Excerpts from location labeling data

__________

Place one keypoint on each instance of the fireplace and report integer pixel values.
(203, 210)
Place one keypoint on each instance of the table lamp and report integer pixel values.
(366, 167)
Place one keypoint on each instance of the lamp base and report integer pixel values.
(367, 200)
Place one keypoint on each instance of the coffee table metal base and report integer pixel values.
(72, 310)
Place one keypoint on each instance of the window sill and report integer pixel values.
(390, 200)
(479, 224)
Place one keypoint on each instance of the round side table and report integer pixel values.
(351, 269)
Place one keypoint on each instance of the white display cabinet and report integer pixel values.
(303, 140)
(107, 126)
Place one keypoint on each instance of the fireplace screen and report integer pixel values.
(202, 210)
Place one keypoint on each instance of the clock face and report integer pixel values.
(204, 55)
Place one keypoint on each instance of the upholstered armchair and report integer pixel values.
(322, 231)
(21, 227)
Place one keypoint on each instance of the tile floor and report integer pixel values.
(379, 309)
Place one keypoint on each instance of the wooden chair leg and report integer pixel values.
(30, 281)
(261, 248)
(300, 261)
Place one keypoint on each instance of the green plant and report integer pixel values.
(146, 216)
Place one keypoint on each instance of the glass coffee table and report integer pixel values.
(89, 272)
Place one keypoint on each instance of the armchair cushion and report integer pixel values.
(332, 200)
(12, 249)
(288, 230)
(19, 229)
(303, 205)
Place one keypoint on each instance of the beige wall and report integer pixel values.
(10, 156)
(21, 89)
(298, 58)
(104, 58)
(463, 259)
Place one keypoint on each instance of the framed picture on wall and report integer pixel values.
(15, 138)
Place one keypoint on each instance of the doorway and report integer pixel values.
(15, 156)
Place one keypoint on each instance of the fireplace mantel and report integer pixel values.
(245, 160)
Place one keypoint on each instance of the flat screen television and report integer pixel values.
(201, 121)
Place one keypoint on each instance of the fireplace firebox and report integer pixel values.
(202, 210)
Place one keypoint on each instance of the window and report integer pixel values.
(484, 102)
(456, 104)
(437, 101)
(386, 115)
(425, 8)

__________

§ Task details
Reproduce every line of the listing above without any alteration.

§ Problem solution
Place one keypoint on each instance of the fireplace and report integer pixel values.
(203, 210)
Place one keypoint on each instance of the table lamp and report integer pixel values.
(366, 167)
Place one keypoint on each instance of the lamp base and report integer pixel values.
(367, 200)
Place one keypoint on each instance of the coffee table metal base and report integer pixel values.
(72, 310)
Place one keypoint on each instance of the window sill and report integer pixel values.
(390, 200)
(479, 224)
Place one keypoint on each instance of the round side table and report integer pixel values.
(351, 269)
Place one keypoint on each instance of the white display cabinet and report integer pixel values.
(303, 140)
(107, 126)
Place one keypoint on each instance of the fireplace screen and report integer pixel values.
(202, 210)
Place one keypoint on each instance of the clock face and report integer pixel values.
(204, 55)
Place one keypoint on each instance of the upholstered armchair and report integer pixel values.
(322, 231)
(21, 227)
Place one keypoint on each instance of the tile floor and report integer pixel values.
(379, 309)
Place one keypoint on each instance of the wooden chair leg and report integer pixel values.
(30, 281)
(261, 248)
(300, 261)
Place one keypoint on each instance of the green plant and report integer pixel values.
(146, 216)
Place one keypoint on each instance of the glass coffee table and report integer pixel values.
(89, 272)
Place one keypoint on each instance of the armchair cushion and report integer pixel values.
(332, 200)
(12, 249)
(288, 230)
(19, 229)
(303, 205)
Place one keypoint on each instance of the beige wall and report integer pixel values.
(10, 156)
(21, 89)
(298, 58)
(104, 58)
(463, 259)
Place one keypoint on each instance of the framed picture on wall and report integer pixel values.
(15, 138)
Place one keypoint on each instance of the doorway and report integer pixel values.
(15, 156)
Place one keypoint on each instance of the fireplace mantel and report integer pixel values.
(245, 160)
Place one keypoint on each instance of the flat screen television and report integer pixel values.
(201, 121)
Place one keypoint on each instance of the fireplace firebox and report integer pixel values.
(202, 210)
Place one keypoint on each instance of the window and report integer pixel values.
(484, 102)
(456, 104)
(437, 101)
(386, 115)
(425, 8)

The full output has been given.